Consigna A
Copia del texto sobre la televisión matinal el pasaje que va desde "Nunca la televisión" hasta "ancho del planeta.", incluido este último.
Consigna B
Indica si cada afirmación concuerda con el texto sobre la televisión matinal, respondiendo sí o no y citando las palabras exactas que lo deciden: (i) La emisión televisiva matinal se describe como liviana y sosegante. (ii) Según el texto, la televisión es más verdadera cuando otros la miran y la juzgan. (iii) El texto menciona habitaciones de hospital.

Texto del documento

Todo el mundo matinalmente se halla cubierto por la pantalla de esa emisión televisiva, liviana, sana, insignificante y sosegante que decide el estar benéfico de incontables salas de estar, de innumerables bancos de cocina, de infinitas habitaciones de hospital y de eternas emisiones colgantes sobre las barras de interminables bares y pubs vacíos.

Nunca la televisión es quizá más auténtica que durante ese tiempo vano. Nunca, además, será más verdadera que cuando, por su cuenta, sin miradas ajenas que la ven o la juzgan, discurre autónomamente y se comporta como un dócil y servicial suceso a lo ancho del planeta.

(Fragmentos del conjunto de datos)
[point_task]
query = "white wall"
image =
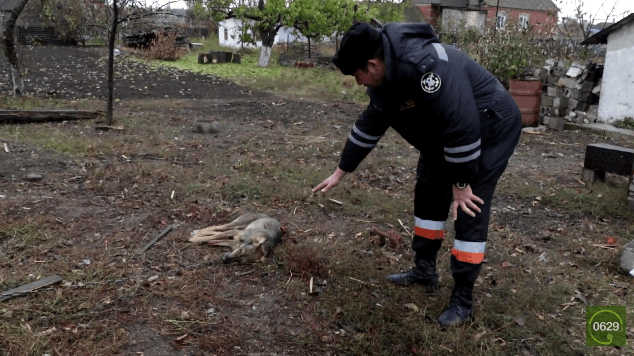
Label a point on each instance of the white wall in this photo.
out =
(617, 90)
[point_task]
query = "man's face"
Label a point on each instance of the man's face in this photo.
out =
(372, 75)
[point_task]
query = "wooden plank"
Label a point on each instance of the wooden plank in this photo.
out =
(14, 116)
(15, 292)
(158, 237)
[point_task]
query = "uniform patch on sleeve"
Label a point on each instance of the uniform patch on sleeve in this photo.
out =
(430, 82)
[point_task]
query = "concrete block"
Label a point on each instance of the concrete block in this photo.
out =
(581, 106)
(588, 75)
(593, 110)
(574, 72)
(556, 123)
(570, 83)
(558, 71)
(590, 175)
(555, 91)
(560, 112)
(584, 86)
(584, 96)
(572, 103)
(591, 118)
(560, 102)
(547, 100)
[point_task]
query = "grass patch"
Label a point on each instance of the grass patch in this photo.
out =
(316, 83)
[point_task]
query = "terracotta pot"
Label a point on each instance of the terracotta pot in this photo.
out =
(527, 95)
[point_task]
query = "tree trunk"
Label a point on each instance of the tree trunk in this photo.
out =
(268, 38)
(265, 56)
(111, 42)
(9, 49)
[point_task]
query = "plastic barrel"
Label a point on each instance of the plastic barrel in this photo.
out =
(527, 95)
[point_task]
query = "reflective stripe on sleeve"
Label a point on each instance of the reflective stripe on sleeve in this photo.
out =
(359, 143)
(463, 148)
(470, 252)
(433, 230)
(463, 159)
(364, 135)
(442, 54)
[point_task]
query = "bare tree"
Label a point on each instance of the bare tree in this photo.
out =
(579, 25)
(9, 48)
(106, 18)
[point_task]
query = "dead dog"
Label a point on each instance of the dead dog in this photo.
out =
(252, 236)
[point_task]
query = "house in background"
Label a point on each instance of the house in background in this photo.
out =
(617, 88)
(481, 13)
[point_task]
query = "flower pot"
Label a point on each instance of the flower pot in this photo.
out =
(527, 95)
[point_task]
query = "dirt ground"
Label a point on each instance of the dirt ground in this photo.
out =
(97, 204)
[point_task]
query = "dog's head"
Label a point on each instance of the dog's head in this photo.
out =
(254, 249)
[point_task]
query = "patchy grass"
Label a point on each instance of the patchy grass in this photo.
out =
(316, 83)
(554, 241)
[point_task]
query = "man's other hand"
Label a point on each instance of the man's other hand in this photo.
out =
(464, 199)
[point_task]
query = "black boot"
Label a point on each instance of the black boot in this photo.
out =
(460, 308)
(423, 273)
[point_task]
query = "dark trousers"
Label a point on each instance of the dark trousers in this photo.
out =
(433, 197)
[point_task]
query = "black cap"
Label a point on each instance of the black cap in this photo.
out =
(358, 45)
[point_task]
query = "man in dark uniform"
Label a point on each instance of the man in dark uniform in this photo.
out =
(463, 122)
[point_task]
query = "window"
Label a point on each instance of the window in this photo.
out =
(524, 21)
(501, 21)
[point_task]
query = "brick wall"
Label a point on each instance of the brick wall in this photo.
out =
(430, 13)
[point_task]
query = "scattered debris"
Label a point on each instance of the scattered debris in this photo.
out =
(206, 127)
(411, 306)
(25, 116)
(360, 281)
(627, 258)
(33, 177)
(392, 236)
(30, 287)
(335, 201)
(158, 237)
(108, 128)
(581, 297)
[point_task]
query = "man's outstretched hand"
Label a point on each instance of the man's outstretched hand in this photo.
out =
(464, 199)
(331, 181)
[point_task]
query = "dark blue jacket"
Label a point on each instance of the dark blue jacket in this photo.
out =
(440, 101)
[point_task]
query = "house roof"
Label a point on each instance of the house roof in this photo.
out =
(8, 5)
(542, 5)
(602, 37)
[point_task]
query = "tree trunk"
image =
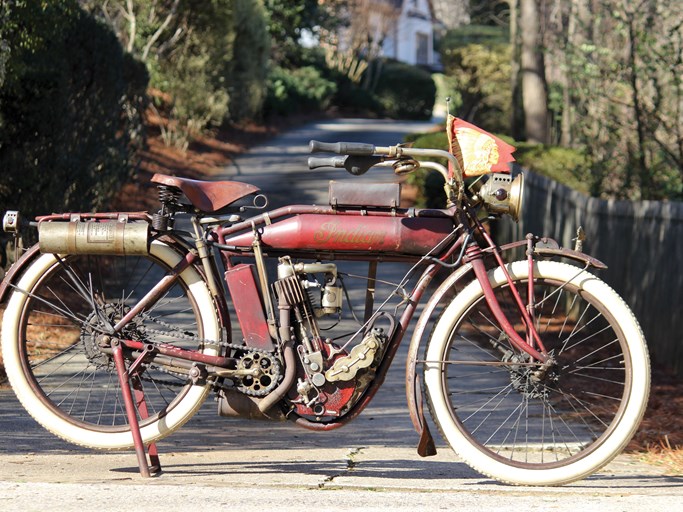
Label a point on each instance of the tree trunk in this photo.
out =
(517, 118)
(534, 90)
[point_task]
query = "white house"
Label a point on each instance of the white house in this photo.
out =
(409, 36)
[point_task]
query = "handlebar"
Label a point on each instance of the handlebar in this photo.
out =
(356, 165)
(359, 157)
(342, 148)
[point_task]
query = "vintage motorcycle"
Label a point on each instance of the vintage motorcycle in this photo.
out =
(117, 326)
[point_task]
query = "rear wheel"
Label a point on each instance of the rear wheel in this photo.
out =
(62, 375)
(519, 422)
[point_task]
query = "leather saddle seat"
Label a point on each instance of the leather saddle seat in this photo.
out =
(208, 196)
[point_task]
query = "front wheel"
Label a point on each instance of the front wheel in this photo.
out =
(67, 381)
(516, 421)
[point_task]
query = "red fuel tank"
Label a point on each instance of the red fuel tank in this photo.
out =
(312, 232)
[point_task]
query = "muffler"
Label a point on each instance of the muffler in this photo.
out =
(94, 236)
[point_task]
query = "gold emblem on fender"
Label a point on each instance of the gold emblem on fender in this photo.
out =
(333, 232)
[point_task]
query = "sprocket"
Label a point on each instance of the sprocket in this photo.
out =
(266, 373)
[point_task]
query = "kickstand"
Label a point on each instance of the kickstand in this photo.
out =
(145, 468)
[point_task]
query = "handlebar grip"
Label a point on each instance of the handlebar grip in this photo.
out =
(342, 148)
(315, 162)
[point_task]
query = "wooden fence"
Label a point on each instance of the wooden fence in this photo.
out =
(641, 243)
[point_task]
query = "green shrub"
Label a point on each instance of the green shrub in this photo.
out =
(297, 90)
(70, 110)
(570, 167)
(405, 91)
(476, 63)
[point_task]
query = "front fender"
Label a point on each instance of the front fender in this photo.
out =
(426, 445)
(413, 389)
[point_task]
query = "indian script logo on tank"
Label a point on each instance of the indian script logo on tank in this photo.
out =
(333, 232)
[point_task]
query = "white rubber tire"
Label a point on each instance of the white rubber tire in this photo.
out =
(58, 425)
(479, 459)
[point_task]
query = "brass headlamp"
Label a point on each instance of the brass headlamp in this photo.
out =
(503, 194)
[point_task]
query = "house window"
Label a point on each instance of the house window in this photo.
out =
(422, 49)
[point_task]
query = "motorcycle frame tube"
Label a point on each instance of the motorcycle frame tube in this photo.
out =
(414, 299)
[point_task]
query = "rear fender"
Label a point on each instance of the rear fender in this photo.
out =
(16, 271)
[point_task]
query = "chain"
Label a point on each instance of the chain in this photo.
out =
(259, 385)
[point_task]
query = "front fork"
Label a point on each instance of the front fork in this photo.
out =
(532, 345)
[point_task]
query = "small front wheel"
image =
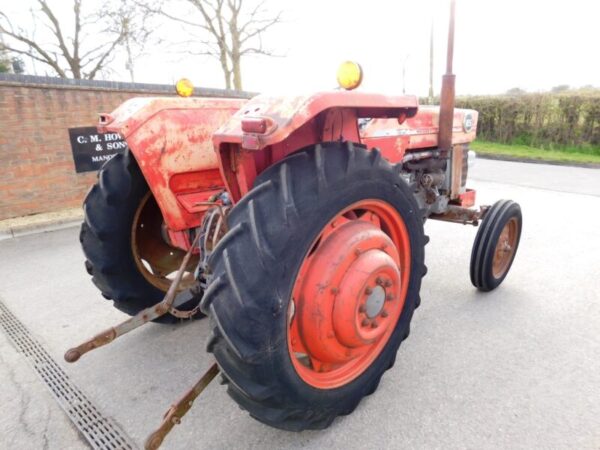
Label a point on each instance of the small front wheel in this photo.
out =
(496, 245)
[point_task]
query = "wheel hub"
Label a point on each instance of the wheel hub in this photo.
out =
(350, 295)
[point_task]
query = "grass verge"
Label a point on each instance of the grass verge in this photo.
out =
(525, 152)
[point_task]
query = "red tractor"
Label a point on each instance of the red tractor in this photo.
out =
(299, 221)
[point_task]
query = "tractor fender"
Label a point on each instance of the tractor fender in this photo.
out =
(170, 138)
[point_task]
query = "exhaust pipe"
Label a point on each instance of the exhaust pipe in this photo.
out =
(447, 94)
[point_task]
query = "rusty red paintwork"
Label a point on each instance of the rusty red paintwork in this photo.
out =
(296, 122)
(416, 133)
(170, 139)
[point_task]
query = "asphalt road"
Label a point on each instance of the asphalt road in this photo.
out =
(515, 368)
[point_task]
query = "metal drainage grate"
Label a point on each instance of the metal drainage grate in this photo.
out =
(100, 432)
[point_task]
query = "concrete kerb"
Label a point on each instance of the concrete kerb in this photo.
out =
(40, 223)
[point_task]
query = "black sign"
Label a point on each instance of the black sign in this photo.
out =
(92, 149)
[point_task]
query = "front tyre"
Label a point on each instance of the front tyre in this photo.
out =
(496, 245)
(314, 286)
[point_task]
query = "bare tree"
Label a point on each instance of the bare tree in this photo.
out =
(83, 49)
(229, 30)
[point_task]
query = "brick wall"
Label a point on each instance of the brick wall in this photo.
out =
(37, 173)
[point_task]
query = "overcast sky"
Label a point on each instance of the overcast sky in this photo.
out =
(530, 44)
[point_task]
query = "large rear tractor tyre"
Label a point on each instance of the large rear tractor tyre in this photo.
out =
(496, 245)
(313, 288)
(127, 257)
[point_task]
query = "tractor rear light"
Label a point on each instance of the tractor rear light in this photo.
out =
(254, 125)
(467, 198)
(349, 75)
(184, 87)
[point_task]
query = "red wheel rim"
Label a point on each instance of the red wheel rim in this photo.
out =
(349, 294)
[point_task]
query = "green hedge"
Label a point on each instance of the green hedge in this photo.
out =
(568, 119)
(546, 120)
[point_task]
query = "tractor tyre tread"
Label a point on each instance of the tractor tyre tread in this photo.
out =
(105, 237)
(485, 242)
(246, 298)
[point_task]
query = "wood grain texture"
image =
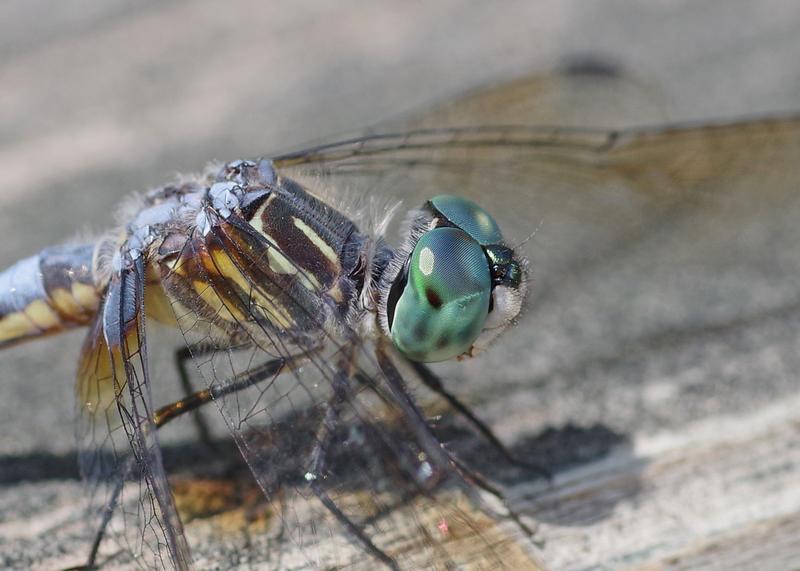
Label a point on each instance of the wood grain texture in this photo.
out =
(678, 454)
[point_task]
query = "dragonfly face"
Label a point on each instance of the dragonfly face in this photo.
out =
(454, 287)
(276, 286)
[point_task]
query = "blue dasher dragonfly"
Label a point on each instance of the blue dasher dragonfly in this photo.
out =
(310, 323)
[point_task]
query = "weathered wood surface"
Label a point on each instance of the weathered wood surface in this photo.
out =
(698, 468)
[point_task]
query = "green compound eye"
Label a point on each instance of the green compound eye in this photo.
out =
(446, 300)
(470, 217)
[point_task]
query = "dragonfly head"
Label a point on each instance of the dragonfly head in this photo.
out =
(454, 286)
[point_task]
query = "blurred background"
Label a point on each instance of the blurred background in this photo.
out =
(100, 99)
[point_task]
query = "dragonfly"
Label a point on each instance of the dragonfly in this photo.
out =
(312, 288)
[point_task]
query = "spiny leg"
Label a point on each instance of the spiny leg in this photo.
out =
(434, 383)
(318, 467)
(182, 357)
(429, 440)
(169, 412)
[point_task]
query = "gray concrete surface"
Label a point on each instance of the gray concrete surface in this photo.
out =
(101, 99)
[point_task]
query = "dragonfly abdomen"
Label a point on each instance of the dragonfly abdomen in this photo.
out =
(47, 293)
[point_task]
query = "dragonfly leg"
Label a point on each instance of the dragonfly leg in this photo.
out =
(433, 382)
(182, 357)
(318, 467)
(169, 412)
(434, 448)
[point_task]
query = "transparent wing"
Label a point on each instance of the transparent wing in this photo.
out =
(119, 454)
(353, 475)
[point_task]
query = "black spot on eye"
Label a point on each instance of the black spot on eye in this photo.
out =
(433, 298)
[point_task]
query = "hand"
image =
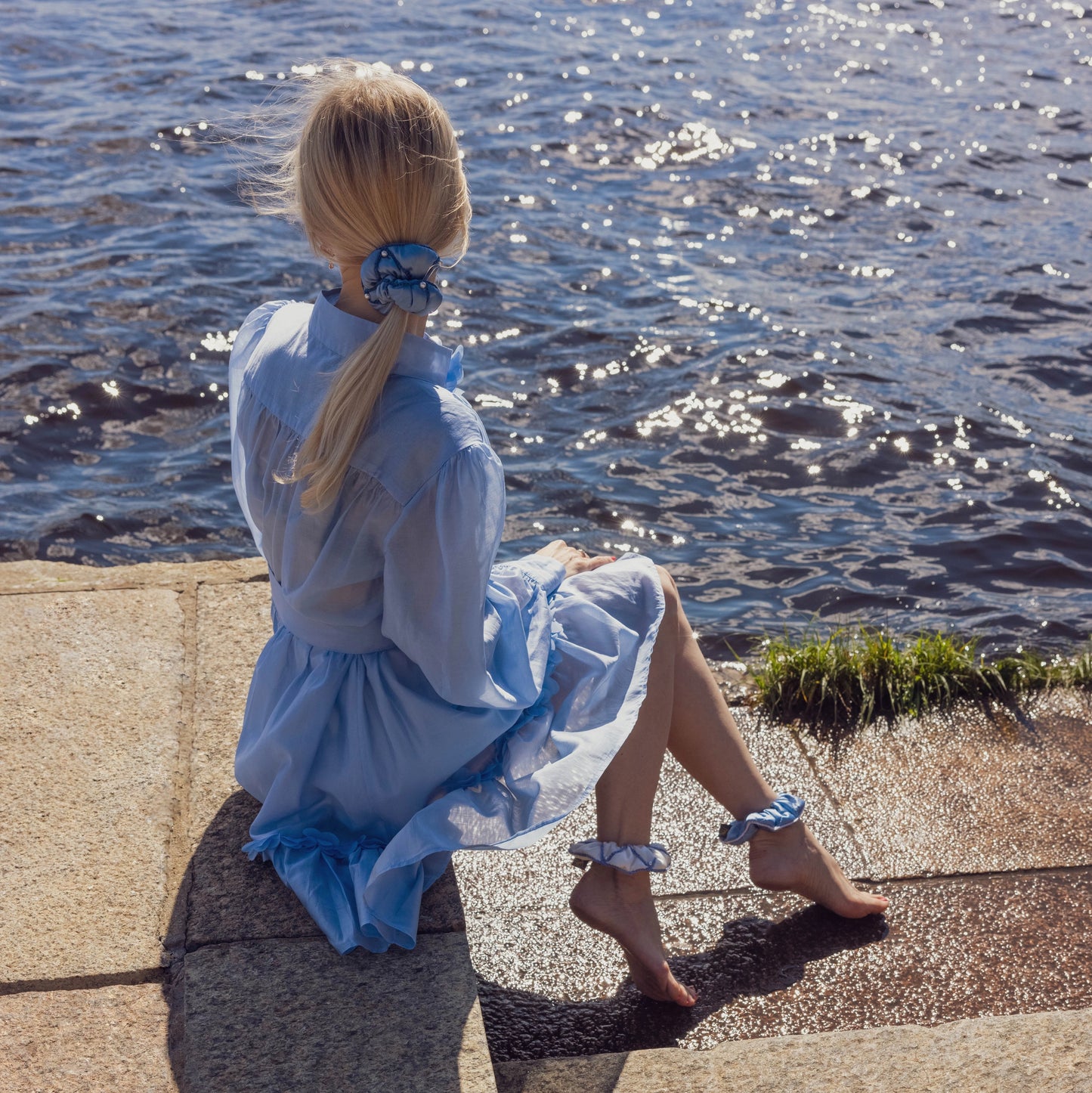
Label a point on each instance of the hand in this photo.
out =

Tu respuesta A
Nunca la televisión es quizá más auténtica que durante ese tiempo vano. Nunca, además, será más verdadera que cuando, por su cuenta, sin miradas ajenas que la ven o la juzgan, discurre autónomamente y se comporta como un dócil y servicial suceso a lo ancho del planeta.

Tu respuesta B
(i) Sí: "liviana, sana, insignificante y sosegante".
(ii) No: "Nunca, además, será más verdadera que cuando, por su cuenta, sin miradas ajenas que la ven o la juzgan, discurre autónomamente".
(iii) Sí: "de infinitas habitaciones de hospital".